• [Kutipan Dokumen]
━━━━━━━━
Laut berwarna tosca begitu bening saat saya melongok dari serambi penginapan kami di Fisheries Eco Villa. Penginapan kami persis menjorok ke laut, di sebelah barat daya Pulau Derawan.
Di bawah penginapan terdapat jaring besar yang dirangkai menjadi semacam kandang untuk memelihara penyu sisik kecil, seekor guitar shark berwarna hitam, dan seekor zebra shark berwarna kuning.
Di kandang yang lain, ikan kerapu dan kakap dipelihara untuk dijadikan menu santapan, meski sebenarnya tak perlu memeliharanya, karena ikan bisa ditangkap dengan mudah dari laut. Beberapa ikan napoleon baru saja ditangkap dan dimasukkan ke kandang ikan kerapu.
━━━━━━━━
• [Data yang Tersedia]
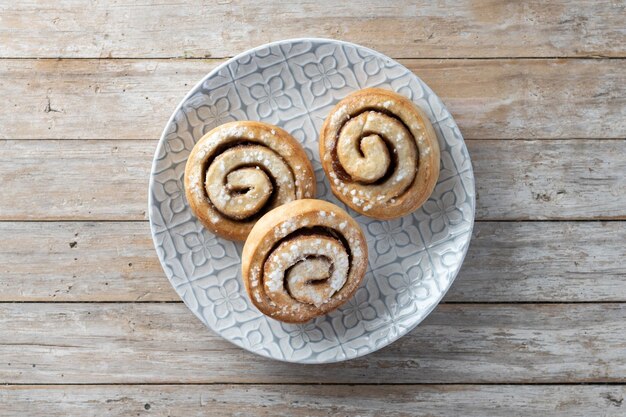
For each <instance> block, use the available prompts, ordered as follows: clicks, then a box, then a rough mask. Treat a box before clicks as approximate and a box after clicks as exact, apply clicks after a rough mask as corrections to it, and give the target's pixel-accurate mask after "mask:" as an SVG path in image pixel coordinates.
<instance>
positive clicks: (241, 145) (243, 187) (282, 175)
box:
━━━━━━━━
• [Tentang Tugas Ini]
Tuliskan ulang dengan persis bagian kutipan dokumen dari "Di kandang yang" sampai "kandang ikan kerapu.". Data tersebut tidak digunakan sama sekali di sini.

• [Jawaban Berikut]
Di kandang yang lain, ikan kerapu dan kakap dipelihara untuk dijadikan menu santapan, meski sebenarnya tak perlu memeliharanya, karena ikan bisa ditangkap dengan mudah dari laut. Beberapa ikan napoleon baru saja ditangkap dan dimasukkan ke kandang ikan kerapu.